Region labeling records
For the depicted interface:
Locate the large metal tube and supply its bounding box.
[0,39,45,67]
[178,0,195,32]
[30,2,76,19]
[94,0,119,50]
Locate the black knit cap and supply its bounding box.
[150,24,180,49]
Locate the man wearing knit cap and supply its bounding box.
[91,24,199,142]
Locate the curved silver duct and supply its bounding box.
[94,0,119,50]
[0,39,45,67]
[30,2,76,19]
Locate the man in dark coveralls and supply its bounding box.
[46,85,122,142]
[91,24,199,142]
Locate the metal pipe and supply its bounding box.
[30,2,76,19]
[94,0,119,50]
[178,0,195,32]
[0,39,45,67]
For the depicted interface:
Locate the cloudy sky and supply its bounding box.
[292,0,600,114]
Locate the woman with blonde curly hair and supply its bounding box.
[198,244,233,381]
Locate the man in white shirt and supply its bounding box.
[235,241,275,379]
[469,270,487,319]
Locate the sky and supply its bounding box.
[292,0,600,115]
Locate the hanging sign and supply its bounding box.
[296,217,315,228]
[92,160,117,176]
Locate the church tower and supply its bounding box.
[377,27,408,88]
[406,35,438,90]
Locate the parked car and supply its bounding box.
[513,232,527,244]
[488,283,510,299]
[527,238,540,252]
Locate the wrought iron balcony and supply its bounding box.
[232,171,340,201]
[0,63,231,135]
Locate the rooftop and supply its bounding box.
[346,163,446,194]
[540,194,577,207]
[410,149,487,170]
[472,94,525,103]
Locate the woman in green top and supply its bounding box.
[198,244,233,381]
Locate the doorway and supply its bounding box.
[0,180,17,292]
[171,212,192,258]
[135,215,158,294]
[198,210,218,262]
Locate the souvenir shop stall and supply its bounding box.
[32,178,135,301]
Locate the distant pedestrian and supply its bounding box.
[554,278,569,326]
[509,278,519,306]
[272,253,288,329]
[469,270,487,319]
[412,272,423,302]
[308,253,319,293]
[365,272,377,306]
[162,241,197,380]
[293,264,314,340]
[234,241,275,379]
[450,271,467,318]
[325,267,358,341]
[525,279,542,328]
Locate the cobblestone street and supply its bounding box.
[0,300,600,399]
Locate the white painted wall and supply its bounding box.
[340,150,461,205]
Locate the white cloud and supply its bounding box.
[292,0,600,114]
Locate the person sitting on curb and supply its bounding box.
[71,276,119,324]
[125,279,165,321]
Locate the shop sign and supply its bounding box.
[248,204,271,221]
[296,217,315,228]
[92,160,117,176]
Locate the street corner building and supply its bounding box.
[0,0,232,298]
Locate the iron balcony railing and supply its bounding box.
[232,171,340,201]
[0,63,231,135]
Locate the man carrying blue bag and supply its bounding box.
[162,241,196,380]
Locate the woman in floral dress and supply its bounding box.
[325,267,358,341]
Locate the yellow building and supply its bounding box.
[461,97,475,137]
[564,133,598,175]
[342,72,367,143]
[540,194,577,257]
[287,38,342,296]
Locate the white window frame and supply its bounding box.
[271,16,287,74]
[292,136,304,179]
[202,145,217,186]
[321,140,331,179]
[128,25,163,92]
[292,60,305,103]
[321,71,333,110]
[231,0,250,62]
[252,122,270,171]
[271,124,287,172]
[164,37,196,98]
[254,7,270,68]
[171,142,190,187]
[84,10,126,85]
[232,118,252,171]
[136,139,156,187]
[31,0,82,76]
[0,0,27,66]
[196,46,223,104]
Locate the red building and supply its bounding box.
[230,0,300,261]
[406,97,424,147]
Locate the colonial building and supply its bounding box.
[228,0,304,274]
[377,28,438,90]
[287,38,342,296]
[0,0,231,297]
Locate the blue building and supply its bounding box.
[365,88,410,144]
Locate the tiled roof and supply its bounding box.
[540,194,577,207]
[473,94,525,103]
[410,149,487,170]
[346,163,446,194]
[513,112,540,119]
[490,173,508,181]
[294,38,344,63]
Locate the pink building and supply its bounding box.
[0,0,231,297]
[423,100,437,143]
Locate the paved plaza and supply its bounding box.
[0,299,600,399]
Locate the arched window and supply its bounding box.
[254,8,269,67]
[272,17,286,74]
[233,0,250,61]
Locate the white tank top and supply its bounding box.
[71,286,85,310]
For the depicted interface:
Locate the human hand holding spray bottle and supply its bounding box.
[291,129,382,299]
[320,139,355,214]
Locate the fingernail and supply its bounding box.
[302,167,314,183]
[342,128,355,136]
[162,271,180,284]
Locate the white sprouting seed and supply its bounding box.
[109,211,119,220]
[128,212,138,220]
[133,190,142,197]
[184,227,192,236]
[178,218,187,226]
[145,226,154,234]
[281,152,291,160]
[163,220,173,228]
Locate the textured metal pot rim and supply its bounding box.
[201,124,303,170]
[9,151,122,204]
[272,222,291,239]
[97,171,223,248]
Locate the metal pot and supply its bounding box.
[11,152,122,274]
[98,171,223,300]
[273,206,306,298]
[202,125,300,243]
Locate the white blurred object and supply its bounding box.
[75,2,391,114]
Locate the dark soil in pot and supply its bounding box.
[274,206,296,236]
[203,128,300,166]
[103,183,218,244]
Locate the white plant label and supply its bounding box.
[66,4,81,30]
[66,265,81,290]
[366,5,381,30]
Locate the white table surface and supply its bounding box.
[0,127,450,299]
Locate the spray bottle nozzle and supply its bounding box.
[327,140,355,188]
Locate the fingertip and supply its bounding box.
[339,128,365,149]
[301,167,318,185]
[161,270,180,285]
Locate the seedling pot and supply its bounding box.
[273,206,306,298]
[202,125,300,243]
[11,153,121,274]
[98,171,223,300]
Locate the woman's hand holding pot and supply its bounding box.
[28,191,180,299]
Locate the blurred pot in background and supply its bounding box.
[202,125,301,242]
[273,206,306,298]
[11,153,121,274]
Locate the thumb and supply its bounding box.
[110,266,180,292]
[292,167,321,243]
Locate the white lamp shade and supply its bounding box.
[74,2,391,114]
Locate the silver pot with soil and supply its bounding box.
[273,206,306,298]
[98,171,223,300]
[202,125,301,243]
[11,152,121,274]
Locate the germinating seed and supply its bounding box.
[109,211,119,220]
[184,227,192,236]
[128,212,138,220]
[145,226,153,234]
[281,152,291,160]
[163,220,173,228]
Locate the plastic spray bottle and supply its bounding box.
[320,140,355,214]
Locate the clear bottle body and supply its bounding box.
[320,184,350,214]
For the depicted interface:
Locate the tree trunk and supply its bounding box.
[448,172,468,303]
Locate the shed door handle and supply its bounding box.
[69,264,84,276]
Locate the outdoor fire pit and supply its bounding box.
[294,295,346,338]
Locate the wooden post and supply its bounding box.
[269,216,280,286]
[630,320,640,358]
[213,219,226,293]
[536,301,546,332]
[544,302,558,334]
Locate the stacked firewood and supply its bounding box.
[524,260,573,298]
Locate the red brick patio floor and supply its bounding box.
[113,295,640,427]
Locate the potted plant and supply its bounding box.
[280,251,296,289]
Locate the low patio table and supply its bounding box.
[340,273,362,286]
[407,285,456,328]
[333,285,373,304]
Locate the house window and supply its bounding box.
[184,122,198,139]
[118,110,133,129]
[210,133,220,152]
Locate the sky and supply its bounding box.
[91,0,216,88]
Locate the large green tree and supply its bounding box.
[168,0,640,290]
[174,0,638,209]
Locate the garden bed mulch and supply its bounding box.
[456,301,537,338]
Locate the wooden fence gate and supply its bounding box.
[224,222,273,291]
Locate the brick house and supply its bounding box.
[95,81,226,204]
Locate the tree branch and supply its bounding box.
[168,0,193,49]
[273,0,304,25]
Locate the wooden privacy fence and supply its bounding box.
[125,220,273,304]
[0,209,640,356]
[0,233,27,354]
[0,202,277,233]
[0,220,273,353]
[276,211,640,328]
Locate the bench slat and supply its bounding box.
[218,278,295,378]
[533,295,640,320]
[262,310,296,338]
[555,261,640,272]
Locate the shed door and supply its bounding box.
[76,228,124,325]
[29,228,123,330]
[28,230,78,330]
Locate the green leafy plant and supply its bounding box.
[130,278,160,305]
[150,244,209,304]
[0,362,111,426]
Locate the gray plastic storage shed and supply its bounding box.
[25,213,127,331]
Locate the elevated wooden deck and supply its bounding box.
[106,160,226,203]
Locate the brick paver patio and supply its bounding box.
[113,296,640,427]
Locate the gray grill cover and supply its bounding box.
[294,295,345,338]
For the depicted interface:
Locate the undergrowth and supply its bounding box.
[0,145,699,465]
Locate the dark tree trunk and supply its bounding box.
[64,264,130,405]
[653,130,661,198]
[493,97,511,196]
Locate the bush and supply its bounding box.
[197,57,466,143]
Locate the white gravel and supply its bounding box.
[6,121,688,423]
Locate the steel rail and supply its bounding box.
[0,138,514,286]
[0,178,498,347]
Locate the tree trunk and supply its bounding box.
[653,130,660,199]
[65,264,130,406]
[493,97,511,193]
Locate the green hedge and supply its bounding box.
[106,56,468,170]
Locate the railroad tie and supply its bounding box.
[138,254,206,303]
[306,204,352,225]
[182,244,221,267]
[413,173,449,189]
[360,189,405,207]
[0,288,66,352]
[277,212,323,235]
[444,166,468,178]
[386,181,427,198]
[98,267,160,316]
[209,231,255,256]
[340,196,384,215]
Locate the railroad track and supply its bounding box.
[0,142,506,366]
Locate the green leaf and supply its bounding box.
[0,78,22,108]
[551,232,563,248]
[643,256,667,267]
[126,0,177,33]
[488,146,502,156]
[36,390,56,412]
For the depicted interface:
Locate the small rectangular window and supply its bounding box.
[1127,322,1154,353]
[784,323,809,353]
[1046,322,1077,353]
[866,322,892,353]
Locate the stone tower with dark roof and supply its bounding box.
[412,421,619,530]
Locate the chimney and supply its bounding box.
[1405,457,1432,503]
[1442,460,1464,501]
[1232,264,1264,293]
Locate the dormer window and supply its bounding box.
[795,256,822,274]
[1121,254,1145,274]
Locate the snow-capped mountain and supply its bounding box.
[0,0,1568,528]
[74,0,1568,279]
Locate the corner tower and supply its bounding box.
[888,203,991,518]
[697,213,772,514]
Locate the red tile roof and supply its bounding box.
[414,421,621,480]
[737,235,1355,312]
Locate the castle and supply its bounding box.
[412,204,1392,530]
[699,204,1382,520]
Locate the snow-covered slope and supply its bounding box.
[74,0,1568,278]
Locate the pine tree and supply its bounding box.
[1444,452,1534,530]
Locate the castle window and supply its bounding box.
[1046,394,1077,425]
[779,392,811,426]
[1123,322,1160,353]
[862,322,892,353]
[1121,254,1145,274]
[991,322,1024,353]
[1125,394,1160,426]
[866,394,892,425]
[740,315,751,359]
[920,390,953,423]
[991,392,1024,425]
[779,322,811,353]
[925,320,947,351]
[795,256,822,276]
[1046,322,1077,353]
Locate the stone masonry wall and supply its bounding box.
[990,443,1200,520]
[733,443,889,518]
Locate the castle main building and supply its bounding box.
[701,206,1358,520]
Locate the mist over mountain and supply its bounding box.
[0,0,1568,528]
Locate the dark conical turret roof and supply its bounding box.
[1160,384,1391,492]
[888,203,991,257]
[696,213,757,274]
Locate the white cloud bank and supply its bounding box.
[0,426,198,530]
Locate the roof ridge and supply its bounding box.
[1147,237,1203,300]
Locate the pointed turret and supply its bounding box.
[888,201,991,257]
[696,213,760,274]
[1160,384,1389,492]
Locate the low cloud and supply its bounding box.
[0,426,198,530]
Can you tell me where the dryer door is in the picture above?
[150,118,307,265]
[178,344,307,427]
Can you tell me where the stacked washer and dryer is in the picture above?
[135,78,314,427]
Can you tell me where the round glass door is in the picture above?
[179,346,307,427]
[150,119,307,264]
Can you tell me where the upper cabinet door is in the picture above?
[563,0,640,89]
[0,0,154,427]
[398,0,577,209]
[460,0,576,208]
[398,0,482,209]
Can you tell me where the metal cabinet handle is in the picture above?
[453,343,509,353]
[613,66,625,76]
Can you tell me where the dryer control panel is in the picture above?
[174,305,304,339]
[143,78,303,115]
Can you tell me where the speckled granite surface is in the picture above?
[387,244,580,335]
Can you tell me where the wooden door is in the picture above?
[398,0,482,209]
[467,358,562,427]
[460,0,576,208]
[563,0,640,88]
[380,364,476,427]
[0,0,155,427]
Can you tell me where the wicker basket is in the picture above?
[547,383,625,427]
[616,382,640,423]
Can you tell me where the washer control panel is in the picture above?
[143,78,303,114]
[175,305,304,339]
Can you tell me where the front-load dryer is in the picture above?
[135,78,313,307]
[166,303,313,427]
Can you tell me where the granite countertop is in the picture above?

Requirement
Reproduce the part of the records that opens with the line containing "Locate the church" and closes with the line containing "[525,279,542,328]", changing "souvenir shop stall" to "gift shop stall" and leaving everything else the same. Give only those lines.

Correct result
Locate the church tower and supply its bounding box.
[377,27,408,88]
[406,35,438,90]
Locate the parked car and supply its bounding box.
[513,232,527,244]
[488,283,510,299]
[527,238,540,252]
Locate the wrought iron balcony and supply its bounding box.
[232,171,340,201]
[0,63,231,135]
Locate the rooftop and supply its bounding box.
[346,163,446,194]
[540,194,577,207]
[410,149,487,170]
[472,94,525,103]
Locate the woman in green top and supply its bounding box.
[198,244,233,381]
Locate the doorway and supply its bounding box.
[0,180,17,292]
[171,212,192,258]
[135,215,158,294]
[198,210,218,262]
Locate the gift shop stall and supply its bounding box.
[32,178,135,301]
Locate the distant pedestrian and supply its bounding box.
[554,278,569,326]
[509,278,519,306]
[272,253,288,329]
[469,270,487,319]
[412,272,423,302]
[308,253,319,293]
[365,272,377,306]
[162,241,197,380]
[293,264,314,340]
[234,241,275,379]
[450,271,467,318]
[325,267,358,341]
[525,279,542,328]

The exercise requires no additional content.